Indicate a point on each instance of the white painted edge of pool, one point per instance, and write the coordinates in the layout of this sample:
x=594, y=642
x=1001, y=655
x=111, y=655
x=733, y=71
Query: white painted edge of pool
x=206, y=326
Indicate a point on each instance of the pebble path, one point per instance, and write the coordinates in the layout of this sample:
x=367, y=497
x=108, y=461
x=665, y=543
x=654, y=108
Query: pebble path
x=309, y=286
━━━━━━
**INSTRUCTIONS FOR THE TASK**
Write out the material again, exactly as shown above.

**RESPONSE TO THIS EXERCISE**
Indicate a point on each instance of the white painted edge of pool, one point per instance, and write the coordinates in the layout of this sample:
x=594, y=642
x=1001, y=655
x=111, y=655
x=733, y=71
Query: white painted edge of pool
x=206, y=326
Indicate a point on each instance of the pebble path, one point per instance, and write the coordinates in the layout of this sample:
x=367, y=497
x=108, y=461
x=665, y=543
x=654, y=108
Query: pebble path
x=309, y=286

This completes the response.